EXERCISE. Write out only the tail of the records, beginning at the line containing "Question. Place a dot on every instance of the curving" and including the last line, exactly as written.

(Point annotation dataset records)

+++++

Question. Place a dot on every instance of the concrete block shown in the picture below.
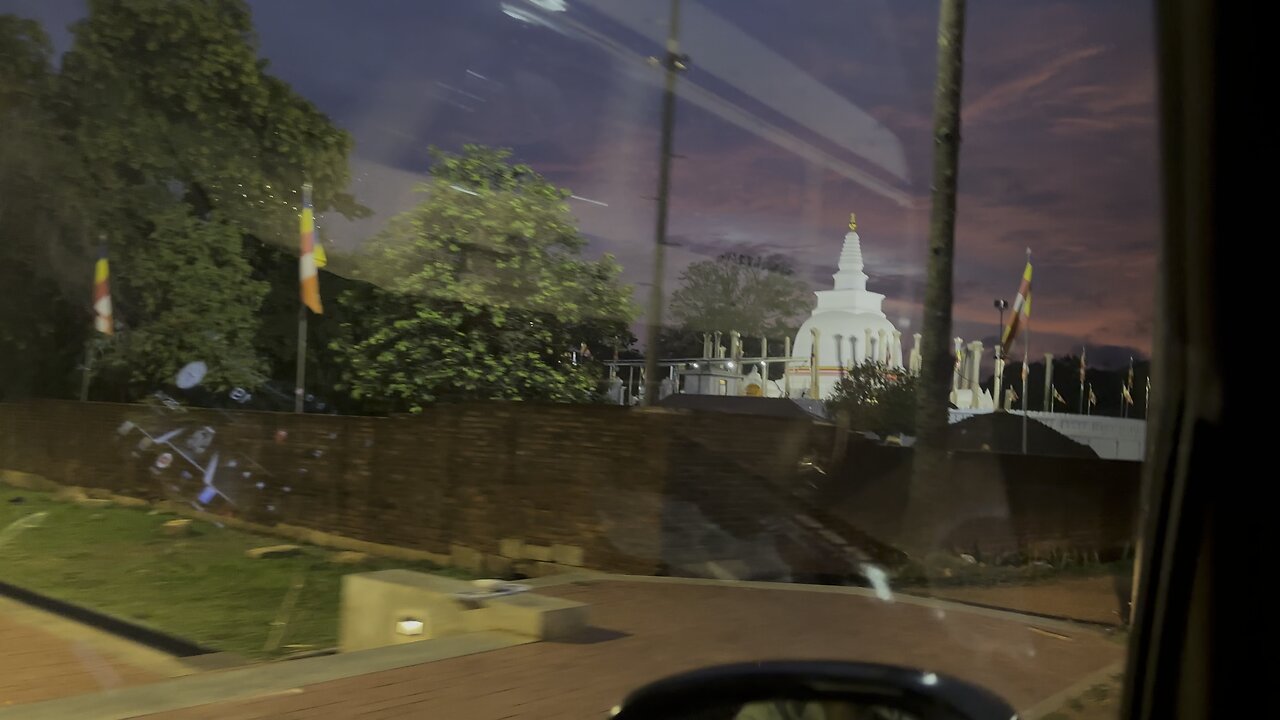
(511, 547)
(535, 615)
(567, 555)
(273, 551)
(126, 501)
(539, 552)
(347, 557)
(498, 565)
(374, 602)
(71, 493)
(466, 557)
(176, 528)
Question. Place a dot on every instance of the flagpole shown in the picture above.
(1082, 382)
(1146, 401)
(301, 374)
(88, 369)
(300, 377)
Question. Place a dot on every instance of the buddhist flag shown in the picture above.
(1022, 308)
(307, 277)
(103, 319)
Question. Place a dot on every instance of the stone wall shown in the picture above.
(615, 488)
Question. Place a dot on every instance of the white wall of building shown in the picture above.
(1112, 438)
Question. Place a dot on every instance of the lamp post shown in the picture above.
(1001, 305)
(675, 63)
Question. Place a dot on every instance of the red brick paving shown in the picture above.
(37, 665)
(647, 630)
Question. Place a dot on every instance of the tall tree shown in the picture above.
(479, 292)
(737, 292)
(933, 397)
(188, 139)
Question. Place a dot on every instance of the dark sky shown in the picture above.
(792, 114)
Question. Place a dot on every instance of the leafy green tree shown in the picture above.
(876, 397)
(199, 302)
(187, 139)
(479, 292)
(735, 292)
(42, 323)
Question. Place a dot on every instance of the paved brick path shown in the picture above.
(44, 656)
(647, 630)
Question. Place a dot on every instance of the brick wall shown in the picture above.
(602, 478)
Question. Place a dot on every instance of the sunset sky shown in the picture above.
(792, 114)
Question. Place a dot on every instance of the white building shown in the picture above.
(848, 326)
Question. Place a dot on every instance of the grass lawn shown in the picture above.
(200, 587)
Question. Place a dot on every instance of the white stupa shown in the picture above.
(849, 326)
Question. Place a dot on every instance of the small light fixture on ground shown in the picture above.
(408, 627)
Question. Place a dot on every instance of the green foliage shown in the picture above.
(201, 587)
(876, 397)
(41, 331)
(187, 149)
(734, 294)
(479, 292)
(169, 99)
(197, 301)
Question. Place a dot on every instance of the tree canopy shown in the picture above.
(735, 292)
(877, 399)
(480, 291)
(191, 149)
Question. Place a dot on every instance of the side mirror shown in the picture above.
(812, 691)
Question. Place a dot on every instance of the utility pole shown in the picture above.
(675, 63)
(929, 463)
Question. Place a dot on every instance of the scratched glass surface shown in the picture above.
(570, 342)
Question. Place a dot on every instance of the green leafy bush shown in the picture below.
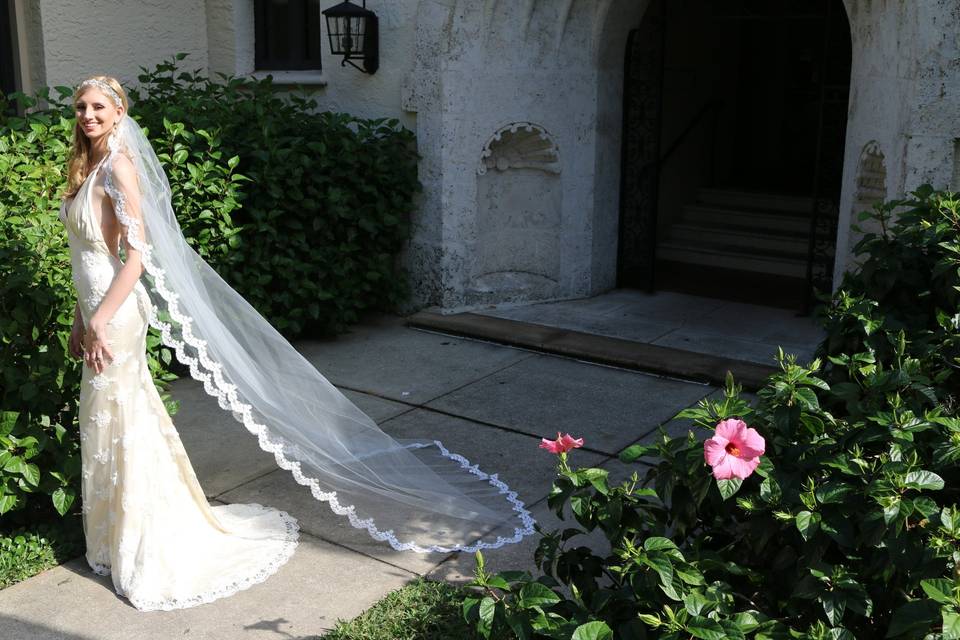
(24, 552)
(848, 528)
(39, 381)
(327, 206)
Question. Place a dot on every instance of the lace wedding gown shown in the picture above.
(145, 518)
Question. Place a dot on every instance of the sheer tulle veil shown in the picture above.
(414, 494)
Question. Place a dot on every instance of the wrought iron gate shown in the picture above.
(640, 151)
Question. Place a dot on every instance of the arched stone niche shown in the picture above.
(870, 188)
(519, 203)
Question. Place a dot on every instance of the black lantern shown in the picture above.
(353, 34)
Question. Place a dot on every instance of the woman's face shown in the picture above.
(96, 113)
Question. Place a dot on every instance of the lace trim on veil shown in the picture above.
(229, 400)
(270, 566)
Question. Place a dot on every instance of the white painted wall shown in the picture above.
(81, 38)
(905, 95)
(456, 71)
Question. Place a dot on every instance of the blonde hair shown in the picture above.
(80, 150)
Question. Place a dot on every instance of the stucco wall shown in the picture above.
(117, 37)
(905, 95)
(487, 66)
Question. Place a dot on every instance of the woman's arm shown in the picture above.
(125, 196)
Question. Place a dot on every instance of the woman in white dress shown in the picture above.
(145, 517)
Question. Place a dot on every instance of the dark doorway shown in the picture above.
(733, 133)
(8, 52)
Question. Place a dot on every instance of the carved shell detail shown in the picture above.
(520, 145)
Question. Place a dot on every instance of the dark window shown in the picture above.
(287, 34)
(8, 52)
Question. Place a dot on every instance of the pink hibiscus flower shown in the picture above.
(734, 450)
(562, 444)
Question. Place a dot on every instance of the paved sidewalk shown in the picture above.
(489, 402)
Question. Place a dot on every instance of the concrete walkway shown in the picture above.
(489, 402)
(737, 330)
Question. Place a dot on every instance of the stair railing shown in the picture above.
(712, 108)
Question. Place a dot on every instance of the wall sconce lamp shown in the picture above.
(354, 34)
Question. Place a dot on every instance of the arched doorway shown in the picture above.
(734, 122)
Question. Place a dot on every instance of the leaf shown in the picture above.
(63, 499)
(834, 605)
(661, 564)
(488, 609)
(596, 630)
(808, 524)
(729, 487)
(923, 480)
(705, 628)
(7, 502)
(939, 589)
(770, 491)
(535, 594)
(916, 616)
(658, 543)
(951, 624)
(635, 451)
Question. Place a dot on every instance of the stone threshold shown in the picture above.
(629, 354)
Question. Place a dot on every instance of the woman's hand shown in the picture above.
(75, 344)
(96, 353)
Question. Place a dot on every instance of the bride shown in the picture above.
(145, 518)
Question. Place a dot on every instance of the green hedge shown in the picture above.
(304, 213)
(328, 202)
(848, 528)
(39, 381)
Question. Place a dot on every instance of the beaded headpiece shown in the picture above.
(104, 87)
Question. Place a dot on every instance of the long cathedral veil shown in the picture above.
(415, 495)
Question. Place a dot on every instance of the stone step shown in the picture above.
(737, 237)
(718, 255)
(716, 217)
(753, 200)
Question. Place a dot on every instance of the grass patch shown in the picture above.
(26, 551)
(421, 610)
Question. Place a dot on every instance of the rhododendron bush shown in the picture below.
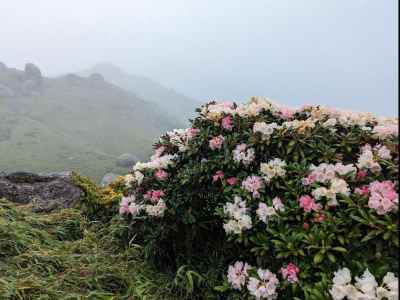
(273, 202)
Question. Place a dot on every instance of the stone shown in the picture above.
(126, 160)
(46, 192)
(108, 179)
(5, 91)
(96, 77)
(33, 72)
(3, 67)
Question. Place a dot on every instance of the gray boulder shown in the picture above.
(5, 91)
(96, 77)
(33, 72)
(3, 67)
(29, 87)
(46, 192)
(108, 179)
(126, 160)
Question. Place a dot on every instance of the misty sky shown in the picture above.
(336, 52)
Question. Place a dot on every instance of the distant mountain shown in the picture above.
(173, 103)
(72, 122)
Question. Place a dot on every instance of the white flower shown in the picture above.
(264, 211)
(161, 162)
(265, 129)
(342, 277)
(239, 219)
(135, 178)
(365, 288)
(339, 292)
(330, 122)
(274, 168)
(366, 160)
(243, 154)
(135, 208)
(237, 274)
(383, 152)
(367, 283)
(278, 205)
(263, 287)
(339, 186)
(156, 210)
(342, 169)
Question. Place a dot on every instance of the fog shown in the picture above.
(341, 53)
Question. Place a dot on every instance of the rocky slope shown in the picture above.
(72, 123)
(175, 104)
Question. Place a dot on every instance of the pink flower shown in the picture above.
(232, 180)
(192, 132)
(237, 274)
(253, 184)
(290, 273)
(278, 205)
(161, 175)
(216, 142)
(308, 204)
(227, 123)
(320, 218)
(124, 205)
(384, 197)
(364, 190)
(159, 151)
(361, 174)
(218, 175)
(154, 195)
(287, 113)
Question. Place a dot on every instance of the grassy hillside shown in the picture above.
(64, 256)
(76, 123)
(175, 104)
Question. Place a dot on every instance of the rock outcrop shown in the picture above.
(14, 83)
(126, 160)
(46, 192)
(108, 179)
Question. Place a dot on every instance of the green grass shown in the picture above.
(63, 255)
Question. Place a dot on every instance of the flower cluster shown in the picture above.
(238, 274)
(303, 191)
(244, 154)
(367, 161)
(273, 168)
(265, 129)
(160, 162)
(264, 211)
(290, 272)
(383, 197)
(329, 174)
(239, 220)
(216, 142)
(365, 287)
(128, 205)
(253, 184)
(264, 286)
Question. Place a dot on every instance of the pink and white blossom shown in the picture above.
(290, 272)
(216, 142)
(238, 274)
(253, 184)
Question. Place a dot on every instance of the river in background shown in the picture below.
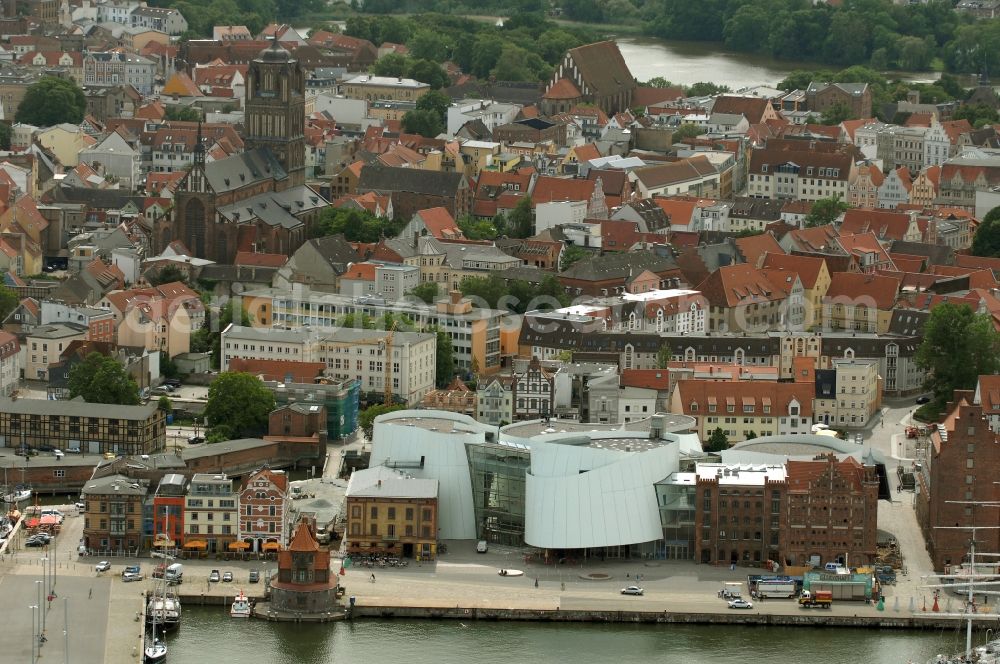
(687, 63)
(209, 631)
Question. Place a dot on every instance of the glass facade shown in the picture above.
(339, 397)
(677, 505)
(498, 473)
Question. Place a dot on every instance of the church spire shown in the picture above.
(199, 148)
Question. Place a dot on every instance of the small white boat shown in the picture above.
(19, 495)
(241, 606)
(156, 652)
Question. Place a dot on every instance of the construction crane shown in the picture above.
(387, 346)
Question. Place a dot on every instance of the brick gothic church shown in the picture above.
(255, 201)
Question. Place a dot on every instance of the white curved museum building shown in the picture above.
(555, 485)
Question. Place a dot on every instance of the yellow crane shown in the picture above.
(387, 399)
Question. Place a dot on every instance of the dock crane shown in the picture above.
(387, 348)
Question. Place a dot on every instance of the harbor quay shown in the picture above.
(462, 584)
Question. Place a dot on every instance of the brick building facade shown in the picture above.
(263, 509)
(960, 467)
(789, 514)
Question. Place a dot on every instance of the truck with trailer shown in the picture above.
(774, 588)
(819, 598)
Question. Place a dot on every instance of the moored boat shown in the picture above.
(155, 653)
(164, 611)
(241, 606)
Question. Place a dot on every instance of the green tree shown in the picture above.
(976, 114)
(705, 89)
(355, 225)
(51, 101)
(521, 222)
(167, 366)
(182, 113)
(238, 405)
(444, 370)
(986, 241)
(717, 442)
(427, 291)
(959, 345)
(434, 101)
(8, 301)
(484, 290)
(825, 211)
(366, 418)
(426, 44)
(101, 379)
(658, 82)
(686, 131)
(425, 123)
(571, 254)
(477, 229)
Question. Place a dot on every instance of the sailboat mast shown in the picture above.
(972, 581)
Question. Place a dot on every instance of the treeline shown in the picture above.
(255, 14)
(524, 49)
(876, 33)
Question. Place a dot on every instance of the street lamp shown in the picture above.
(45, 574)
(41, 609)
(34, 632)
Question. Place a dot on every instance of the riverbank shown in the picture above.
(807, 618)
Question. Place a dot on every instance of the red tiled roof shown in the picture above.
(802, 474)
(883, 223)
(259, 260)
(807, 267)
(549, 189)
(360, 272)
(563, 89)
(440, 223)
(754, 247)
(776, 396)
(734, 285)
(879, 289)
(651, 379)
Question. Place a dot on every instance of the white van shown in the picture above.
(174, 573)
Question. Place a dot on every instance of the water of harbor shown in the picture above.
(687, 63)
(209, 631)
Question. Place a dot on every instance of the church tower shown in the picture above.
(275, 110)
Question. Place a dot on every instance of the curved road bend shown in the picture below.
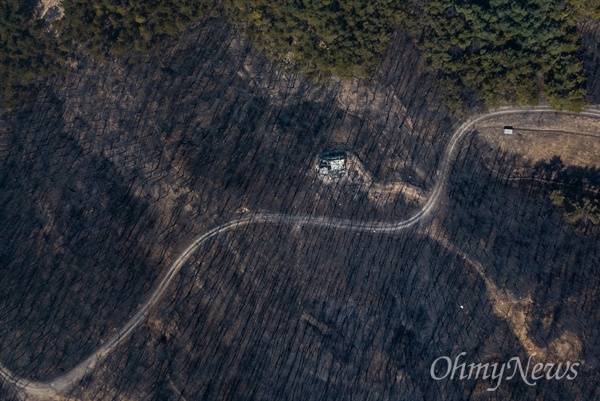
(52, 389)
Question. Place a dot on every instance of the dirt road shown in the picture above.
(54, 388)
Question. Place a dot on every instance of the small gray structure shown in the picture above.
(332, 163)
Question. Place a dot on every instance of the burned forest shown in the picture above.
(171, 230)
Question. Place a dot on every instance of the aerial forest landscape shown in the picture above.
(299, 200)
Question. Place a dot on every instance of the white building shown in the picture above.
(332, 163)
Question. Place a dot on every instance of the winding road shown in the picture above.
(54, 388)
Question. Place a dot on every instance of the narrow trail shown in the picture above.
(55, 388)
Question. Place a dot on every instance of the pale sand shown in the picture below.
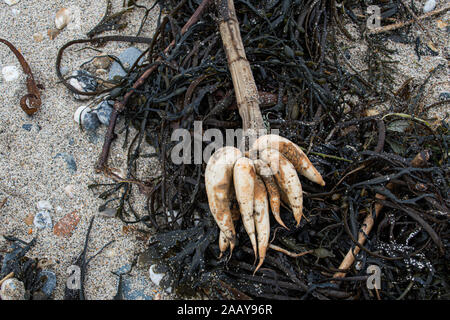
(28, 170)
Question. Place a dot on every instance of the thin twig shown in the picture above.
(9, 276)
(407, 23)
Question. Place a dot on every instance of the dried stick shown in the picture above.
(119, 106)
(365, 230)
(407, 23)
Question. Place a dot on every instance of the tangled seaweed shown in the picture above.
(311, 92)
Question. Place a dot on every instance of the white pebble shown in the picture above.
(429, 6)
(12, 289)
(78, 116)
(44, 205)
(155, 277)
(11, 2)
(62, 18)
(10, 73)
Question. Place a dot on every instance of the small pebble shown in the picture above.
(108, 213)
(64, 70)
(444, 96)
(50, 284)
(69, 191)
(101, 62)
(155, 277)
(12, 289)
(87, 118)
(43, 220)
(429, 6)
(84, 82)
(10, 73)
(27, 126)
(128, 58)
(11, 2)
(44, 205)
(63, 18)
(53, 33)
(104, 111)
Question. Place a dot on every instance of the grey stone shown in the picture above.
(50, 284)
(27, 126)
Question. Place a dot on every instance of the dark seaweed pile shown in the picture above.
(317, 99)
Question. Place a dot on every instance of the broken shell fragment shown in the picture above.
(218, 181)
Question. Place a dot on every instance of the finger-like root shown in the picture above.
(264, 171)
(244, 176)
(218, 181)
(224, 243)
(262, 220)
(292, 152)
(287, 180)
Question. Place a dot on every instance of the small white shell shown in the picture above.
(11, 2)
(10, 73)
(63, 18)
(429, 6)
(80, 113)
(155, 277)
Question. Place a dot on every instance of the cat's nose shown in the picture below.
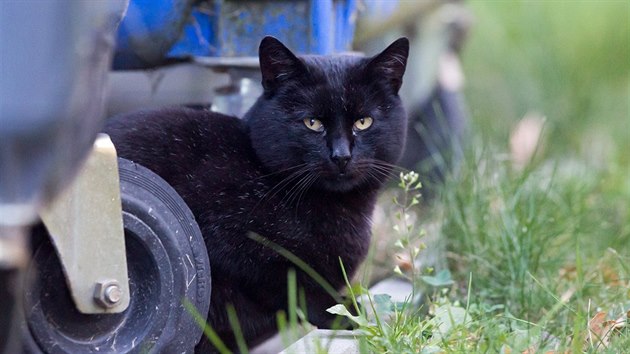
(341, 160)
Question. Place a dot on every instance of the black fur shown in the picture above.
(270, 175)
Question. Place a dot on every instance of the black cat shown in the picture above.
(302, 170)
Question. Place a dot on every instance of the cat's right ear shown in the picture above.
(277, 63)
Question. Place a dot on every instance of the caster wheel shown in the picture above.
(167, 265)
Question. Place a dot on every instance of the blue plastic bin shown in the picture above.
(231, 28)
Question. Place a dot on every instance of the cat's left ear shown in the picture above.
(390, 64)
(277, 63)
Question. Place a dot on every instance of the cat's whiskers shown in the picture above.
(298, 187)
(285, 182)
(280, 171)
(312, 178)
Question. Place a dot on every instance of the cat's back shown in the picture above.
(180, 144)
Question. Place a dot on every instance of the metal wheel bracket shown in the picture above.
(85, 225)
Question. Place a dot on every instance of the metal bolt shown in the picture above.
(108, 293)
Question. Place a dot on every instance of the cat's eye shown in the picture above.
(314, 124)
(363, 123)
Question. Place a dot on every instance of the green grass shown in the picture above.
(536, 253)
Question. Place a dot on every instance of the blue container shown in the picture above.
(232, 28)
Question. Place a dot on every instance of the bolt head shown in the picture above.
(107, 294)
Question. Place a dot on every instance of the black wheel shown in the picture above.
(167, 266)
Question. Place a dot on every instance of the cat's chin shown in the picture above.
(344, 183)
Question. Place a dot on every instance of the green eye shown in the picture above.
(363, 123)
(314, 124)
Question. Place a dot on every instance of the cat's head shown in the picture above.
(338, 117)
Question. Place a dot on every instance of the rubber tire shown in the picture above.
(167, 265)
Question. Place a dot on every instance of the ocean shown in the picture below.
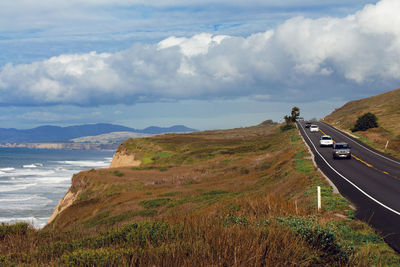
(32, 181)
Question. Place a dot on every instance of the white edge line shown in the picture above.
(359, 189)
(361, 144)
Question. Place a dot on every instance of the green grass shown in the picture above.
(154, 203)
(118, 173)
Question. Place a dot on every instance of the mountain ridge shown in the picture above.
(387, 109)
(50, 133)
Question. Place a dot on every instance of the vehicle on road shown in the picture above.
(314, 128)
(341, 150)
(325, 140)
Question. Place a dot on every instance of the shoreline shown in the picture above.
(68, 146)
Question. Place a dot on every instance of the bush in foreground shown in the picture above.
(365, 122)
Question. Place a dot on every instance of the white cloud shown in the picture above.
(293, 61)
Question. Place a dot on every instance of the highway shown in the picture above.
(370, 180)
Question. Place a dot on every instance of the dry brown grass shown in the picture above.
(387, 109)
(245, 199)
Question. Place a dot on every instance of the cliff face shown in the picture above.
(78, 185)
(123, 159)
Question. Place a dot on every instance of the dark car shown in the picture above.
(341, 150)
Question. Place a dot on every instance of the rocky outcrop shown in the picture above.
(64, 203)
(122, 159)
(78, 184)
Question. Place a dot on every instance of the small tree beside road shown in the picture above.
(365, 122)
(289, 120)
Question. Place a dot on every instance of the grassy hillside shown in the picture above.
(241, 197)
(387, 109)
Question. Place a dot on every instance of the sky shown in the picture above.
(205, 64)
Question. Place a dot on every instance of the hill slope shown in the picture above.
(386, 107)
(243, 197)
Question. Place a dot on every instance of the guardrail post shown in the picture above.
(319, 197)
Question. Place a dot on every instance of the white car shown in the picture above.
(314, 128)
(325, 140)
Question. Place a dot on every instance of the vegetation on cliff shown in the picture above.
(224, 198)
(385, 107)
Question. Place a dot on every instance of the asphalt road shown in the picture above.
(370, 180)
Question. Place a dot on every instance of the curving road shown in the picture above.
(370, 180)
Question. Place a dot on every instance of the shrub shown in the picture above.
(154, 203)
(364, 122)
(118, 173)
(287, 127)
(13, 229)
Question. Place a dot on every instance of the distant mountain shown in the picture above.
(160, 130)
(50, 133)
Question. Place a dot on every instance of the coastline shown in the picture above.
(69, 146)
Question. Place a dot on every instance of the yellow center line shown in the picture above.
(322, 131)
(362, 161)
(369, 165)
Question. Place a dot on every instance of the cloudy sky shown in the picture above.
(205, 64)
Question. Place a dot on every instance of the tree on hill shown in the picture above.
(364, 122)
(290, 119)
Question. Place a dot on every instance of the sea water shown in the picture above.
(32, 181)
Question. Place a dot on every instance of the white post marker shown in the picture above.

+++++

RESULT FOR THIS EXERCISE.
Question. Place a dot on every instance of the curving road shown in the picture above.
(370, 180)
Question. Place a dot on every instance of the shrub shown in the picture above.
(154, 203)
(364, 122)
(118, 173)
(287, 127)
(13, 229)
Question. Place a dot on every instance of the distant mountain shown in the picture above.
(160, 130)
(50, 133)
Question. Place a dot on every instance of the coastline shown in the picture above.
(69, 146)
Question. Place a dot on every instance of the yellow center line shown in the picture above.
(322, 131)
(362, 161)
(369, 165)
Question. Place a dot on every instance of the cloudy sky shown in the picture above.
(205, 64)
Question. Place a dot on every instance of the tree on hill shown in the picture above.
(364, 122)
(290, 119)
Question. Place a dot on every instance of the sea water shown in the picture above.
(32, 181)
Question. Place a dot on every instance of the white post marker shown in the picture above.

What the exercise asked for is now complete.